- Center fielder
- Born: July 15, 1942 (age 83) San Francisco, California, U.S.
- Batted: RightThrew: Right

MLB debut
- September 19, 1966, for the Pittsburgh Pirates

Last MLB appearance
- July 9, 1969, for the Montreal Expos

MLB statistics
- Batting average: .164
- Home runs: 4
- Runs batted in: 13
- Stats at Baseball Reference

Teams
- Pittsburgh Pirates (1966); New York Mets (1967–1968); Montreal Expos (1969);

= Don Bosch =

American baseball player (born 1942)

Donald John Bosch (born July 15, 1942) is an American former Major League Baseball (MLB) player and minor league baseball all-star.

» **WHAT THIS EXERCISE ASKS**:
1. Please summarize the Don Bosch profile in two sentences.
2. Render this sentence from the Don Bosch profile in Spanish: "Donald John Bosch (born July 15, 1942) is an American former Major League Baseball (MLB) player and minor league baseball all-star."

» **DATA EXTRACT**:
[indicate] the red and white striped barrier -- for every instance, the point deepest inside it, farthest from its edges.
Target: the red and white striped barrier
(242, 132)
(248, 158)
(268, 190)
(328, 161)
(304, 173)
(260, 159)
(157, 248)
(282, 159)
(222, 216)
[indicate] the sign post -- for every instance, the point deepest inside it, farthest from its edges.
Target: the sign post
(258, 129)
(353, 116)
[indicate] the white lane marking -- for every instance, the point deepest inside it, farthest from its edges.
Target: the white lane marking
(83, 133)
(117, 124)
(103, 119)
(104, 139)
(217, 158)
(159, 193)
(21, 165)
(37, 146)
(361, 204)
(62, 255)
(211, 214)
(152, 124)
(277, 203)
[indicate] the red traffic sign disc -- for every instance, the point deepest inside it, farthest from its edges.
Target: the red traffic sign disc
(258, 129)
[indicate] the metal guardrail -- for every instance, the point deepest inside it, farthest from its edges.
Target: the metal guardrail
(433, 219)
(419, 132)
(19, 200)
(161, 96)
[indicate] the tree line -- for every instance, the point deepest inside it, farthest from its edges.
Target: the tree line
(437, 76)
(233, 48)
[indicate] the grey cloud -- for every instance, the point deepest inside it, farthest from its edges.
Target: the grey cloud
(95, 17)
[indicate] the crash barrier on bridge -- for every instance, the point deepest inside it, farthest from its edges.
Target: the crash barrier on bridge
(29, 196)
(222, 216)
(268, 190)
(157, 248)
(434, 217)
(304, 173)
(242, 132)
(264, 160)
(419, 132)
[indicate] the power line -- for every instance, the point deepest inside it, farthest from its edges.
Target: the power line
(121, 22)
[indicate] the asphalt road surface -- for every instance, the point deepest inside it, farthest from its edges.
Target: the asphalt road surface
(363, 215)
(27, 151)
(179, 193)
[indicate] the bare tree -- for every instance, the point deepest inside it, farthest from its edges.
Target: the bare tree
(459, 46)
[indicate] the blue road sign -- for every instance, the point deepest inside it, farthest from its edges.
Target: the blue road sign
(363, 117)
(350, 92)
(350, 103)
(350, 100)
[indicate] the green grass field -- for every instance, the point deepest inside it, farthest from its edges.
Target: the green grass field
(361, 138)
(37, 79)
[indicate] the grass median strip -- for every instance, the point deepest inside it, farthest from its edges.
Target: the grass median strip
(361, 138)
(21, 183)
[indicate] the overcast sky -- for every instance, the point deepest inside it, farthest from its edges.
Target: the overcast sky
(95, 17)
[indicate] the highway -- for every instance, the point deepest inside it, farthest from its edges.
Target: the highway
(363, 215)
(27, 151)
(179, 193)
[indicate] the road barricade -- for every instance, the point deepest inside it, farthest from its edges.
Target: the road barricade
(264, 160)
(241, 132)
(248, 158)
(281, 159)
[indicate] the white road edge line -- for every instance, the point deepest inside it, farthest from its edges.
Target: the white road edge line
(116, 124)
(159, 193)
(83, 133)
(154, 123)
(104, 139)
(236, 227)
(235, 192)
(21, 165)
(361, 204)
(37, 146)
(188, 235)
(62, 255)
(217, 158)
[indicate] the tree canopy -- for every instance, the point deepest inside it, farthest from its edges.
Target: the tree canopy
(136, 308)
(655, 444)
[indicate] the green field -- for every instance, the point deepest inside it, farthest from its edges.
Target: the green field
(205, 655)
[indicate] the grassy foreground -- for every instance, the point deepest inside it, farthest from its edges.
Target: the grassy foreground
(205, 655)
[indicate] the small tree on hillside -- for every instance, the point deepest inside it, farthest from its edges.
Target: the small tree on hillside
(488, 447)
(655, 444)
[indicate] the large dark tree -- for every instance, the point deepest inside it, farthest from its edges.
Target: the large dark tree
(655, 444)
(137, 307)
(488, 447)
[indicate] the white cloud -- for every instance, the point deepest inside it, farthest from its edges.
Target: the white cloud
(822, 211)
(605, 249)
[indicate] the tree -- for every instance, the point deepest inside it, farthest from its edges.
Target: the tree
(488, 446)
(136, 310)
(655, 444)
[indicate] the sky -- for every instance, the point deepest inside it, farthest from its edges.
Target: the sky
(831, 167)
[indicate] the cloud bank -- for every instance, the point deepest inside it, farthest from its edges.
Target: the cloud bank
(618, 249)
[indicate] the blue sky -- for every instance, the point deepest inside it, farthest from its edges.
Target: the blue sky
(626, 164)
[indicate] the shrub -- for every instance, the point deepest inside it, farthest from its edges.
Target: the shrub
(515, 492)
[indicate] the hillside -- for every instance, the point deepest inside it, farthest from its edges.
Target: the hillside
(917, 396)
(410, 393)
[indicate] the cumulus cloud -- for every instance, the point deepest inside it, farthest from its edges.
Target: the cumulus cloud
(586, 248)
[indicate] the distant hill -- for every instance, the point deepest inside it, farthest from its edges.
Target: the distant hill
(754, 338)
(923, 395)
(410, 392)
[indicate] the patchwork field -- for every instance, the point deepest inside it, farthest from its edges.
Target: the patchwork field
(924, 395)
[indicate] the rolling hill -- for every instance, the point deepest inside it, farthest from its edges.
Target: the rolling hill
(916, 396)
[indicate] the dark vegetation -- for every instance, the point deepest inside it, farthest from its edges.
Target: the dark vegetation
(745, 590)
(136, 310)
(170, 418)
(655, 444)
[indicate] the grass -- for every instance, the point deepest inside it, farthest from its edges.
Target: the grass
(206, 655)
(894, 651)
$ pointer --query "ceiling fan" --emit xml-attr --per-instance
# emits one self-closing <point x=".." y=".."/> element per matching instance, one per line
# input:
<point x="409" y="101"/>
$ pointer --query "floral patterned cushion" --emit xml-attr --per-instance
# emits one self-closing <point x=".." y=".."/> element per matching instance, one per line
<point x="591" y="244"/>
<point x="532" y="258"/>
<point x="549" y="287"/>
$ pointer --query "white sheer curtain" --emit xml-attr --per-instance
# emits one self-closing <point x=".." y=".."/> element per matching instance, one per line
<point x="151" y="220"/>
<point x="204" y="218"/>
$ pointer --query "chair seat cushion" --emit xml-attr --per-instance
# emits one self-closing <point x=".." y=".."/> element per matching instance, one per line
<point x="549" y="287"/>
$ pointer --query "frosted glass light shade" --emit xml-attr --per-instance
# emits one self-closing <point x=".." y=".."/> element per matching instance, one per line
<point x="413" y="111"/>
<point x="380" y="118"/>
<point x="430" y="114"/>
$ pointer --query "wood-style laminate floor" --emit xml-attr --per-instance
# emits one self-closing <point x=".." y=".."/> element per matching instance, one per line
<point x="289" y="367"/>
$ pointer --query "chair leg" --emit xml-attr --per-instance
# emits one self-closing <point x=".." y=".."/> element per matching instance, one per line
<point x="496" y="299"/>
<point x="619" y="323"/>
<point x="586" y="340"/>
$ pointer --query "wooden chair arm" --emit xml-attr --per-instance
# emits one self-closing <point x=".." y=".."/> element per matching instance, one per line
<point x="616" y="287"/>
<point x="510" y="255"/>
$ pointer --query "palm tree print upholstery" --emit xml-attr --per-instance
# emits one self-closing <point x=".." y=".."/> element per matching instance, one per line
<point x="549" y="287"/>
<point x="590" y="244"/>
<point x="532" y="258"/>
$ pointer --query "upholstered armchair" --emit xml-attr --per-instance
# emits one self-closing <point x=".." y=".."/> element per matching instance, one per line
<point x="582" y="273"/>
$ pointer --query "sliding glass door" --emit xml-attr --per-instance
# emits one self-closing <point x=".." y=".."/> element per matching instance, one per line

» **RESPONSE LIST**:
1. Donald John Bosch, born July 15, 1942, in San Francisco, California, is an American former Major League Baseball player and minor league baseball all-star who played center field and batted and threw right-handed. He debuted with the Pittsburgh Pirates on September 19, 1966, played for the New York Mets in 1967–1968, and made his last appearance with the Montreal Expos on July 9, 1969, finishing with a .164 batting average, 4 home runs and 13 runs batted in.

2. Donald John Bosch (nacido el 15 de julio de 1942) es un exjugador estadounidense de las Grandes Ligas de Béisbol (MLB) y jugador all-star de béisbol de ligas menores.